--- RECORDED INFORMATION Enclosed Below ---
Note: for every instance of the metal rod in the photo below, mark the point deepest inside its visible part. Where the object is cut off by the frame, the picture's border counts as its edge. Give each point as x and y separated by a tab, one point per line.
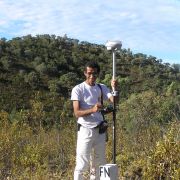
114	107
114	131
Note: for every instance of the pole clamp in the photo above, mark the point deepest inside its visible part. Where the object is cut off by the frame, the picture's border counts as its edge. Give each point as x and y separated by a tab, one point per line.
115	93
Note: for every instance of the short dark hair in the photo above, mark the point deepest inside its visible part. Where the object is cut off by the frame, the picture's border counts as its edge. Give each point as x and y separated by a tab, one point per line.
92	64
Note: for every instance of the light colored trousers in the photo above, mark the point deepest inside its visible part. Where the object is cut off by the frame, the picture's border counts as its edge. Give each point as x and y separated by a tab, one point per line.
88	141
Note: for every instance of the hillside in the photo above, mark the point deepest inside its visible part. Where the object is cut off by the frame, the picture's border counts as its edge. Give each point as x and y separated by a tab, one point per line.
36	117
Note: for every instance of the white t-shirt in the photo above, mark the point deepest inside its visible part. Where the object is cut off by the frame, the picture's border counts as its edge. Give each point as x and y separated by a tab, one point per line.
88	96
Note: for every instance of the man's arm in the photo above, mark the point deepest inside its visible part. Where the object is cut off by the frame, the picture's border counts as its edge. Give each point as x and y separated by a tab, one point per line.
113	85
84	112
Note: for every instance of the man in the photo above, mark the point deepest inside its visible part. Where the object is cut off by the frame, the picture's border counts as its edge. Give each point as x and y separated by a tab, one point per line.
87	105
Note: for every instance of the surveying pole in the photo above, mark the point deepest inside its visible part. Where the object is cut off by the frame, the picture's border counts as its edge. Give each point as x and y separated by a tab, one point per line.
114	46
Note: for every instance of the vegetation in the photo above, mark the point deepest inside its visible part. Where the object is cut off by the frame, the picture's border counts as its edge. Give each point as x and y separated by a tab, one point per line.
37	126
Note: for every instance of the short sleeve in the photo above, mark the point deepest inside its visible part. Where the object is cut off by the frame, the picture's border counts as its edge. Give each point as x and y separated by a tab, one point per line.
75	94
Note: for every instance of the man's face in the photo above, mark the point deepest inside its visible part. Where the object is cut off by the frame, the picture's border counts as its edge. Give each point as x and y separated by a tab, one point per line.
91	75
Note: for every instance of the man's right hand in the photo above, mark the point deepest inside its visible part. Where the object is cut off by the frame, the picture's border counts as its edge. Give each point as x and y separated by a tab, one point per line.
97	107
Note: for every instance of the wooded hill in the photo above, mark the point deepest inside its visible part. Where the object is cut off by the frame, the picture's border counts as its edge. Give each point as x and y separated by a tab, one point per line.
36	78
53	65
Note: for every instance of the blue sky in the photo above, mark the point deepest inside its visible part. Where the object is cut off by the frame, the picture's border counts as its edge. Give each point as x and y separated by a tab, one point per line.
151	27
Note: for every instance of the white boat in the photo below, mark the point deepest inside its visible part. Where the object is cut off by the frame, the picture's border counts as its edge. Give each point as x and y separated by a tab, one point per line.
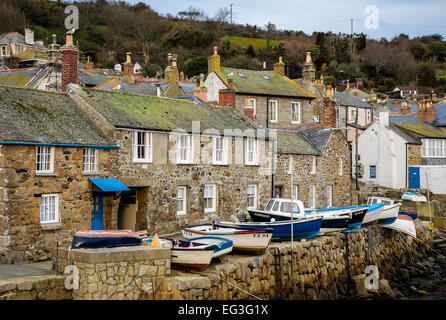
412	196
389	212
403	224
248	241
194	255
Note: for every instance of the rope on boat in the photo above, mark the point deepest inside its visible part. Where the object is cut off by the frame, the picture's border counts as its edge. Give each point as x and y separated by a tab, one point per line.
235	286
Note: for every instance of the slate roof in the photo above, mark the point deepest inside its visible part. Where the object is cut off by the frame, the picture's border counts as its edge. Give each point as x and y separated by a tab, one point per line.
404	135
133	111
291	142
318	136
310	87
420	130
41	117
12	37
345	99
18	77
263	83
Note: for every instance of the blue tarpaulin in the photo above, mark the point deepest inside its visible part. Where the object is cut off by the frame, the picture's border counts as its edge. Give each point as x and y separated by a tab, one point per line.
110	185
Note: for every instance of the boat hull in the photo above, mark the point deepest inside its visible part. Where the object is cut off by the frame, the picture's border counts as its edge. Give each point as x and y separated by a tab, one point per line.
302	229
389	214
403	224
104	239
246	241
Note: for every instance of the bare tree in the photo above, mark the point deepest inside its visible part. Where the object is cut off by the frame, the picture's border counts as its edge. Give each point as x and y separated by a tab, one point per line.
223	14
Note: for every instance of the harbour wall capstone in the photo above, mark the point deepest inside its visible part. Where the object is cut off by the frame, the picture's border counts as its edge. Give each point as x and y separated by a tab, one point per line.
320	268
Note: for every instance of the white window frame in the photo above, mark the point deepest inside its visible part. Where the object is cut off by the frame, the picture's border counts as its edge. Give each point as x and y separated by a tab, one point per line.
47	151
223	150
313	165
89	160
255	152
329	196
293	112
184	200
295	192
45	208
341	166
433	148
312	196
271	103
189	149
146	145
213	197
251	195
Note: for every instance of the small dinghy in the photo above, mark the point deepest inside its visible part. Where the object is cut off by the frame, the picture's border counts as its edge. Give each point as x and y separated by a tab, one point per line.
403	224
224	245
189	254
412	196
247	241
412	215
94	239
303	228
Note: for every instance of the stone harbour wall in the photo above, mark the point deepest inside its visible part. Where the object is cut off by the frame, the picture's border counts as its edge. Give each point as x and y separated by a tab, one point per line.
320	268
122	273
35	288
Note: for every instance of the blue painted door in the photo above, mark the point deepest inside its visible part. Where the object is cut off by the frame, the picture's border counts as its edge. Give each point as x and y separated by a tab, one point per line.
97	214
414	178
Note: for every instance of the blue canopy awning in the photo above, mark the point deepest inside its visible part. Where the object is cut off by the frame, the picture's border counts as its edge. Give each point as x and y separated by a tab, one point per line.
109	185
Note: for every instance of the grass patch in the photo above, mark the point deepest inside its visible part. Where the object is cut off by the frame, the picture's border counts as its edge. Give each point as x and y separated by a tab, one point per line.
255	43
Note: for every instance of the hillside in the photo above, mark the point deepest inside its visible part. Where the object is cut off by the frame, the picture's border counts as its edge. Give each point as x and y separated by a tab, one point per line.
110	29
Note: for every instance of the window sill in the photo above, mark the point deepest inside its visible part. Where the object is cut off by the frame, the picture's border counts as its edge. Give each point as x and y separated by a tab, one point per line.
51	226
49	174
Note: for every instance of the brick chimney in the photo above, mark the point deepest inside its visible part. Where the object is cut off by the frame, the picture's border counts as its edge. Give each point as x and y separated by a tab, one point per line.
128	65
329	91
329	113
309	72
89	64
280	67
214	62
426	113
70	60
201	91
405	109
226	97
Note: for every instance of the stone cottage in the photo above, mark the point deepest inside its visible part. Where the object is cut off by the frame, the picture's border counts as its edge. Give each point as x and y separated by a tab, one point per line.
49	152
269	97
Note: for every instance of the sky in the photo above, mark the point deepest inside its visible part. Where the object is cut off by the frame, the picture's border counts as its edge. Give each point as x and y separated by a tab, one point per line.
411	17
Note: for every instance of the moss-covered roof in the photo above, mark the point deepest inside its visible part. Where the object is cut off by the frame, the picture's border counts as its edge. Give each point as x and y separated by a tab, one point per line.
17	78
264	83
289	142
41	117
422	130
134	111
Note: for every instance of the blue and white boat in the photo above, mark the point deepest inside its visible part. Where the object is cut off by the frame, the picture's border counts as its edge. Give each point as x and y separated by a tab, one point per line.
389	211
224	245
278	209
302	228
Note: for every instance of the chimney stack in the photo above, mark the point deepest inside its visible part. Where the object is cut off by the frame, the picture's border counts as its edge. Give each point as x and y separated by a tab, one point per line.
309	72
128	65
70	60
214	62
226	97
201	91
329	91
280	67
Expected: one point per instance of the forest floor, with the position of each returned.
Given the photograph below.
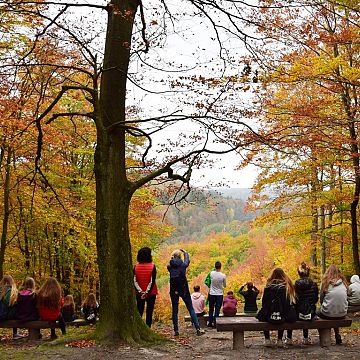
(211, 345)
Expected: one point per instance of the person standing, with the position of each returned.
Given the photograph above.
(333, 297)
(250, 297)
(278, 298)
(198, 301)
(217, 285)
(307, 295)
(354, 290)
(179, 288)
(145, 283)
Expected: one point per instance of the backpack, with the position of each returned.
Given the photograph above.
(178, 283)
(304, 311)
(276, 314)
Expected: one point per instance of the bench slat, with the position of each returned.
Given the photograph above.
(252, 324)
(39, 324)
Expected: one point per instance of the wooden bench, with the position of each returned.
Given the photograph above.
(35, 326)
(204, 319)
(238, 325)
(354, 310)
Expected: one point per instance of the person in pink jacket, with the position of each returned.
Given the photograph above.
(229, 304)
(198, 301)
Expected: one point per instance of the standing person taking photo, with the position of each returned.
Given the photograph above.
(179, 288)
(145, 285)
(217, 285)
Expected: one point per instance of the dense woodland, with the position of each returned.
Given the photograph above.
(81, 190)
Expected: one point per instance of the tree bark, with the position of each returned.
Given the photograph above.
(6, 214)
(119, 318)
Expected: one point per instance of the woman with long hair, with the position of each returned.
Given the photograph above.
(277, 303)
(307, 295)
(333, 297)
(8, 298)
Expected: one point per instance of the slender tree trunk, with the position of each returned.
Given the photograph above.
(119, 318)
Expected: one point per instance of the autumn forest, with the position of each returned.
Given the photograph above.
(89, 173)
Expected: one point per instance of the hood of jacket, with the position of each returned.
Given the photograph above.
(304, 283)
(176, 262)
(338, 282)
(229, 297)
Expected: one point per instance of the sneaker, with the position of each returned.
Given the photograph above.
(267, 343)
(280, 343)
(338, 339)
--- End of Enclosed RECORDED INFORMATION ---
=== WHAT IS NEEDED ===
Every line in the entries above that has the word "jacket" should be identified and copied.

=== EXPECTED OUTPUT ===
Expected: one point per instance of the person in pink jacket, with the position of each returned.
Expected: one point per instance of the hood of jacket, with the position of each returned.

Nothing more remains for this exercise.